Your task:
Copy out each line of the listing below that contains the word "blue".
— START —
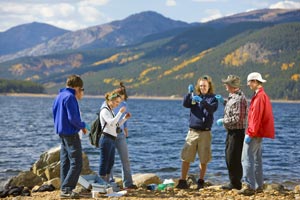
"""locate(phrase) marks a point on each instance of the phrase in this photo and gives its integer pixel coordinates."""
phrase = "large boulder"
(26, 178)
(297, 189)
(142, 180)
(48, 166)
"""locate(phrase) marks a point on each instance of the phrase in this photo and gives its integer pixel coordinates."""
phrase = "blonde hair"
(122, 91)
(210, 84)
(110, 96)
(74, 81)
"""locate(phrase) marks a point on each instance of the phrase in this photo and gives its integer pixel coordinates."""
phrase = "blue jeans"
(107, 155)
(70, 162)
(121, 146)
(252, 163)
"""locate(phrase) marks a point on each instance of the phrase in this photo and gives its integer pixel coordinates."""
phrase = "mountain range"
(155, 55)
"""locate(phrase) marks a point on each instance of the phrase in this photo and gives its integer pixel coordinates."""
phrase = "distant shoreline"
(131, 97)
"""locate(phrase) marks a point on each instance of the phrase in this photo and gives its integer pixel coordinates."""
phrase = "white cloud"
(67, 14)
(206, 1)
(286, 5)
(211, 15)
(93, 2)
(171, 3)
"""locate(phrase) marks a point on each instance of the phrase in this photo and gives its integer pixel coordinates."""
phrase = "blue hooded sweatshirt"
(66, 113)
(201, 114)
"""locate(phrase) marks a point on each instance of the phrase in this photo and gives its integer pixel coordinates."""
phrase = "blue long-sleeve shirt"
(66, 113)
(201, 114)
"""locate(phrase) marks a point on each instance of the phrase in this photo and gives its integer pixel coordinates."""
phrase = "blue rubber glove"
(247, 139)
(197, 99)
(191, 88)
(87, 126)
(220, 98)
(220, 122)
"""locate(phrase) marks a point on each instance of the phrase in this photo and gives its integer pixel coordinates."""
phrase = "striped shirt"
(235, 111)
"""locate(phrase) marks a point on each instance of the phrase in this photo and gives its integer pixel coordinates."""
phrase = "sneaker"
(69, 195)
(182, 184)
(230, 187)
(247, 191)
(259, 190)
(200, 184)
(133, 187)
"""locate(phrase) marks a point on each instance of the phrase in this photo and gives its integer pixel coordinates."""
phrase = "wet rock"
(142, 180)
(55, 182)
(26, 178)
(48, 166)
(274, 187)
(297, 189)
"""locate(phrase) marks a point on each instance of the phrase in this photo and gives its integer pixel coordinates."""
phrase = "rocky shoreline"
(45, 173)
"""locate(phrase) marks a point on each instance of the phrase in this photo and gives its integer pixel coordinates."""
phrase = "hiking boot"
(69, 195)
(230, 187)
(247, 191)
(182, 184)
(200, 184)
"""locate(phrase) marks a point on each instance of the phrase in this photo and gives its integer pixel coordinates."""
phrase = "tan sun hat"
(255, 76)
(233, 81)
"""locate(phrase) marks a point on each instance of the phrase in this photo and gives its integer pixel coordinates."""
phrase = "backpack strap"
(99, 116)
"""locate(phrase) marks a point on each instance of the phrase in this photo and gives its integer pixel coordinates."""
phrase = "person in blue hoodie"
(198, 140)
(68, 123)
— END —
Result:
phrase = "blue jeans"
phrase = "blue hooded sweatshirt"
phrase = "blue long-sleeve shirt"
phrase = "blue rubber glove"
phrase = "person in blue hoodie"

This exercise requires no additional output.